[Images for object localization]
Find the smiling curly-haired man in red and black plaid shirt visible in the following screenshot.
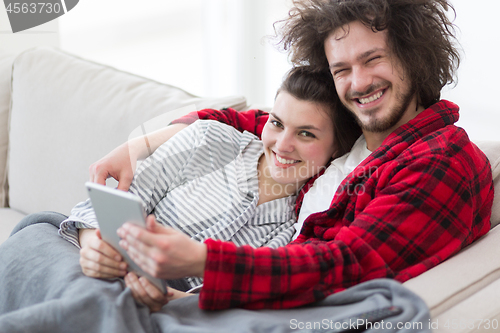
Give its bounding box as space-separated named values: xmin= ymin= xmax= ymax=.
xmin=89 ymin=0 xmax=493 ymax=309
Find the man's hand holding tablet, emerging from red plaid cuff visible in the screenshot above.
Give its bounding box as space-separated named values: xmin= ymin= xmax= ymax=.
xmin=118 ymin=215 xmax=207 ymax=279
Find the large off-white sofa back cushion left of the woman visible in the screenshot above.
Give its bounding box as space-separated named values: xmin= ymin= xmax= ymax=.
xmin=8 ymin=48 xmax=246 ymax=214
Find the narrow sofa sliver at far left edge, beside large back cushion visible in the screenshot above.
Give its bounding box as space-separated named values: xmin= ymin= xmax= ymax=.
xmin=0 ymin=50 xmax=14 ymax=207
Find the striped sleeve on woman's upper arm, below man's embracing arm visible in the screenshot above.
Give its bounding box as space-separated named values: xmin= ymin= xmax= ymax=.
xmin=130 ymin=120 xmax=241 ymax=214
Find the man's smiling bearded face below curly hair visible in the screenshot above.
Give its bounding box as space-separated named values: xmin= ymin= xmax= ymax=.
xmin=325 ymin=21 xmax=416 ymax=135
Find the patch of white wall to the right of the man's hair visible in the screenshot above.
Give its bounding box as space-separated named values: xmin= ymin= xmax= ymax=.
xmin=443 ymin=0 xmax=500 ymax=140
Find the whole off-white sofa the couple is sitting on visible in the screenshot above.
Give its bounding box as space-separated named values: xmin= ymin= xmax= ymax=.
xmin=0 ymin=48 xmax=500 ymax=332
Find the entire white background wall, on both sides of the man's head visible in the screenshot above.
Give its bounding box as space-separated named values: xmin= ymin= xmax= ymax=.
xmin=0 ymin=0 xmax=500 ymax=140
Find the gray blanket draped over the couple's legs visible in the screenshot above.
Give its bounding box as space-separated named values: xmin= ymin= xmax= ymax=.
xmin=0 ymin=217 xmax=431 ymax=333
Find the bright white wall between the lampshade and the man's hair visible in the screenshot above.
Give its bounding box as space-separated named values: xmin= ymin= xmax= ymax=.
xmin=59 ymin=0 xmax=290 ymax=106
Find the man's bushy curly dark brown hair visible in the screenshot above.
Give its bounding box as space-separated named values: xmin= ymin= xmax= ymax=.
xmin=276 ymin=0 xmax=460 ymax=107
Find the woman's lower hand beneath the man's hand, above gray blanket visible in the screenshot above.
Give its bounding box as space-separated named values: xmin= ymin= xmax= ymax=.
xmin=125 ymin=272 xmax=192 ymax=312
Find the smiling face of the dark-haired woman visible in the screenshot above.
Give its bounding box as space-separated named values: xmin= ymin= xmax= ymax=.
xmin=262 ymin=91 xmax=336 ymax=186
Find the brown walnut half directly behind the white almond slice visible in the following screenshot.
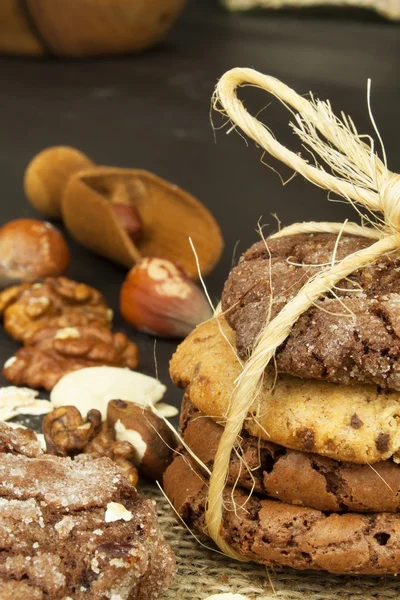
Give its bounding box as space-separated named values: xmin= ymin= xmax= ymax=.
xmin=3 ymin=325 xmax=139 ymax=391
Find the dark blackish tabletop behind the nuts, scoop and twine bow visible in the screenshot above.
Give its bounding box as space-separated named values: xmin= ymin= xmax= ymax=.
xmin=0 ymin=0 xmax=400 ymax=412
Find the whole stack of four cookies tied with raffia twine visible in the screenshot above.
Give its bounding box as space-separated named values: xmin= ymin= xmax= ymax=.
xmin=164 ymin=234 xmax=400 ymax=574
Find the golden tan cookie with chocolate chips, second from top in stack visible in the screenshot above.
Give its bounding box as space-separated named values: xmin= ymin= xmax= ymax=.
xmin=170 ymin=318 xmax=400 ymax=463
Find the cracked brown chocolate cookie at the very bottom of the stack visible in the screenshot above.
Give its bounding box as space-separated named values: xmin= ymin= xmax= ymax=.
xmin=164 ymin=456 xmax=400 ymax=575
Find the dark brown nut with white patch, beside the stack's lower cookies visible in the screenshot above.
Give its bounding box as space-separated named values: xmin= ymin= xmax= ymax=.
xmin=107 ymin=400 xmax=177 ymax=480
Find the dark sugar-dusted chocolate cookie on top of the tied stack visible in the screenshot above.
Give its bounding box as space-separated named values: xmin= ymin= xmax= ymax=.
xmin=222 ymin=233 xmax=400 ymax=390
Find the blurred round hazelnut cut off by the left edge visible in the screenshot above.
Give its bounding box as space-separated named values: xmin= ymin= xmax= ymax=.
xmin=0 ymin=219 xmax=70 ymax=281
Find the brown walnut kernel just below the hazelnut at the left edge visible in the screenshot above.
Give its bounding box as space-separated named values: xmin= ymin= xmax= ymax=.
xmin=0 ymin=277 xmax=112 ymax=342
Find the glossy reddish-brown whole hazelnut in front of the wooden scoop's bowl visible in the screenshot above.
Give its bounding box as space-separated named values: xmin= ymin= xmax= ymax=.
xmin=120 ymin=258 xmax=212 ymax=337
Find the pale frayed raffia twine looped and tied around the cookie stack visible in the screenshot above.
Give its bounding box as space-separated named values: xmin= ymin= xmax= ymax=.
xmin=206 ymin=68 xmax=400 ymax=560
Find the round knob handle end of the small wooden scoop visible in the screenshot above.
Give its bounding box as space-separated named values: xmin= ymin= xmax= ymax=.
xmin=24 ymin=146 xmax=93 ymax=219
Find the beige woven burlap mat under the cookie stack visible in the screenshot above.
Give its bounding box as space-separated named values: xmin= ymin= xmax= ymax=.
xmin=140 ymin=487 xmax=400 ymax=600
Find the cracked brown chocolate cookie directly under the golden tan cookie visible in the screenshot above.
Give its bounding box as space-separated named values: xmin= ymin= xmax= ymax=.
xmin=181 ymin=397 xmax=400 ymax=512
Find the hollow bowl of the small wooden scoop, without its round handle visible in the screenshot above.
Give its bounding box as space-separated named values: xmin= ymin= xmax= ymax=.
xmin=62 ymin=167 xmax=223 ymax=278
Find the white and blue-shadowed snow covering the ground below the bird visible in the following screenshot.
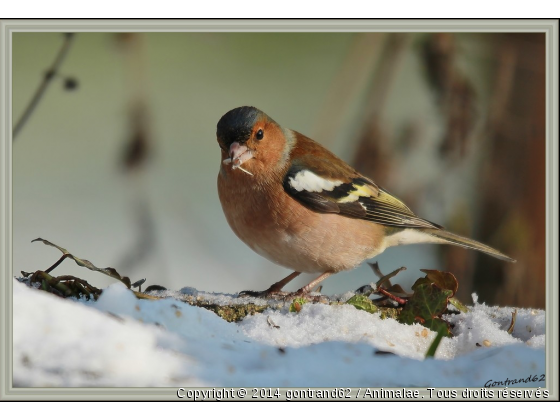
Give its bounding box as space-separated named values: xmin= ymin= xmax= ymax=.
xmin=13 ymin=280 xmax=545 ymax=388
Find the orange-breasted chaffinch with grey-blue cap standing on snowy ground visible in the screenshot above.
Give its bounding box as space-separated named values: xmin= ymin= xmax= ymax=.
xmin=216 ymin=106 xmax=515 ymax=296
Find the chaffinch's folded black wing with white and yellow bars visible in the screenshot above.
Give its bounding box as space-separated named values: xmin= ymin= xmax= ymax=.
xmin=283 ymin=156 xmax=441 ymax=229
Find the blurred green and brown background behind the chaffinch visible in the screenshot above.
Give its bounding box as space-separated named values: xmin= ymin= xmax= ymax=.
xmin=12 ymin=32 xmax=545 ymax=307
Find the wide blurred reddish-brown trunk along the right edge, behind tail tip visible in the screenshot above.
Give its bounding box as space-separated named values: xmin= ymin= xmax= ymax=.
xmin=474 ymin=33 xmax=547 ymax=307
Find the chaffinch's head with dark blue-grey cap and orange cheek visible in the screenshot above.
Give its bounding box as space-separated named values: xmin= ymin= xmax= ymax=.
xmin=216 ymin=106 xmax=286 ymax=175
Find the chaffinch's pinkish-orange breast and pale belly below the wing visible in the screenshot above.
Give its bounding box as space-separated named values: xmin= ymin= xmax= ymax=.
xmin=218 ymin=168 xmax=385 ymax=273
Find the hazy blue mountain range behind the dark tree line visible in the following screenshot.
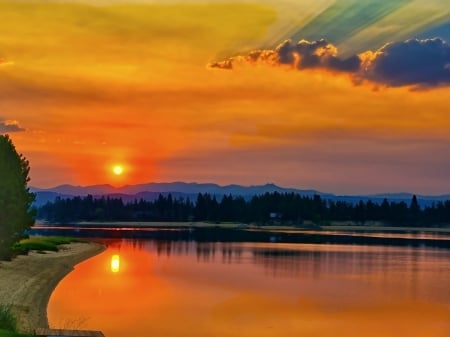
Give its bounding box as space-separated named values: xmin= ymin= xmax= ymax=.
xmin=30 ymin=182 xmax=450 ymax=207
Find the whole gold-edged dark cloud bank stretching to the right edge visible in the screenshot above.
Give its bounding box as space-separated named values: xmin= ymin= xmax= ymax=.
xmin=209 ymin=38 xmax=450 ymax=87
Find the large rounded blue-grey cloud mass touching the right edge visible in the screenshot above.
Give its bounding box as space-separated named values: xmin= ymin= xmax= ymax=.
xmin=364 ymin=38 xmax=450 ymax=86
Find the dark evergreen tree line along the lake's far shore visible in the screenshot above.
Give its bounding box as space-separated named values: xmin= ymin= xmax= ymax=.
xmin=37 ymin=192 xmax=450 ymax=226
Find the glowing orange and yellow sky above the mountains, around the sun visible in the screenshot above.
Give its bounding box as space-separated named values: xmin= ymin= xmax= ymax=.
xmin=0 ymin=0 xmax=450 ymax=194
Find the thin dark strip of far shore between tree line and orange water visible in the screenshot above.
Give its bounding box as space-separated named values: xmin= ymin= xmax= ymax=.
xmin=30 ymin=222 xmax=450 ymax=249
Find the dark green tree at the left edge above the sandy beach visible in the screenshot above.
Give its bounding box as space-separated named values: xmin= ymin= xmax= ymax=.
xmin=0 ymin=135 xmax=34 ymax=259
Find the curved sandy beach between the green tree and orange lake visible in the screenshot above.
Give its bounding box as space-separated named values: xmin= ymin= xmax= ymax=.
xmin=0 ymin=243 xmax=104 ymax=332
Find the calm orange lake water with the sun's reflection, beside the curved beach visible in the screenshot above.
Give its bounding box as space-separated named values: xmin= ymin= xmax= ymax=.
xmin=48 ymin=240 xmax=450 ymax=337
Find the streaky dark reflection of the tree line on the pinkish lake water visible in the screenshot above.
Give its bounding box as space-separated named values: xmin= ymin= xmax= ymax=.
xmin=119 ymin=240 xmax=443 ymax=297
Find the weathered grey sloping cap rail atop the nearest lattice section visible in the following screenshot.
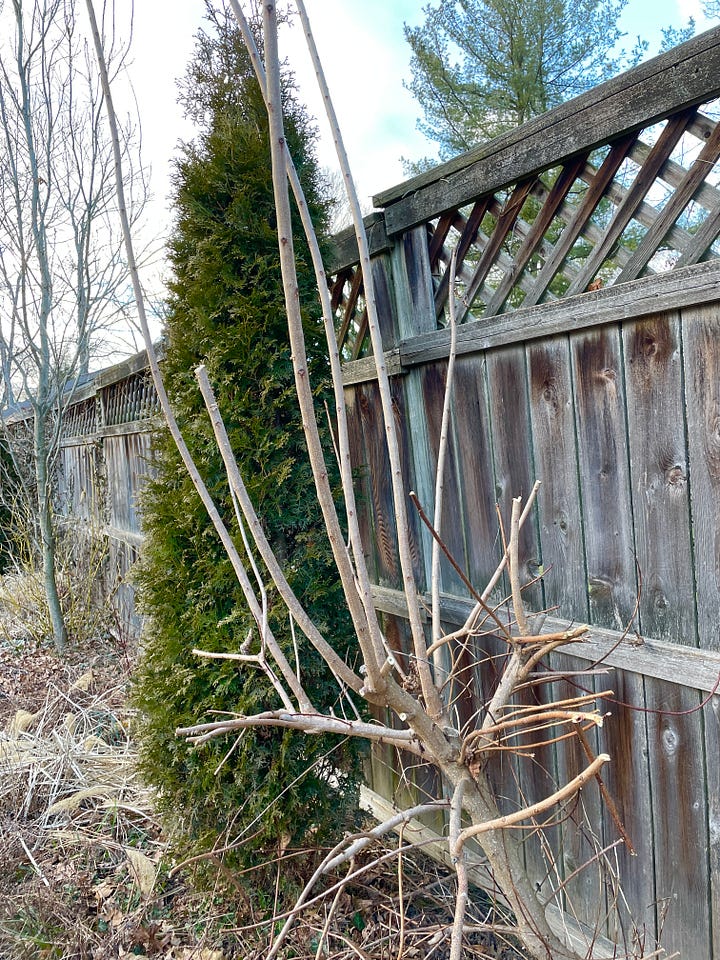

THE PROBLEM »
All that belongs in your answer is the stretch of entries above from the line with "Find the large off-white" through the line with "Find the gray", printed exactly.

WRITTEN SOLUTION »
Find the large off-white sofa back cushion left of the woman visible in the screenshot above.
Give its bounding box as space-separated named values: xmin= ymin= xmax= ymax=.
xmin=8 ymin=48 xmax=246 ymax=214
Find the narrow sofa sliver at far left edge, beside large back cushion visible in the screenshot above.
Give its bounding box as space-separated named values: xmin= ymin= xmax= ymax=.
xmin=0 ymin=50 xmax=14 ymax=207
Find the striped sleeve on woman's upper arm, below man's embracing arm visible in the screenshot above.
Give its bounding box as space-separated named values: xmin= ymin= xmax= ymax=.
xmin=130 ymin=120 xmax=241 ymax=214
Find the man's smiling bearded face below curly hair visible in the screenshot above.
Give its bounding box as space-separated named values: xmin= ymin= xmax= ymax=.
xmin=325 ymin=21 xmax=416 ymax=135
Find the patch of white wall to the right of the man's hair visible in the screenshot above.
Give its bounding box as space-separated named values: xmin= ymin= xmax= ymax=.
xmin=443 ymin=0 xmax=500 ymax=140
Find the whole off-white sofa the couple is sitting on visible in the screenshot above.
Give its bounding box as space-separated named values: xmin= ymin= xmax= ymax=.
xmin=0 ymin=48 xmax=500 ymax=332
Find the entire white background wall, on both sides of the man's head visible in the screenshot above.
Give its bounding box as space-separated named values: xmin= ymin= xmax= ymax=.
xmin=0 ymin=0 xmax=500 ymax=140
Find the gray blanket draped over the couple's legs visible in the screenshot above.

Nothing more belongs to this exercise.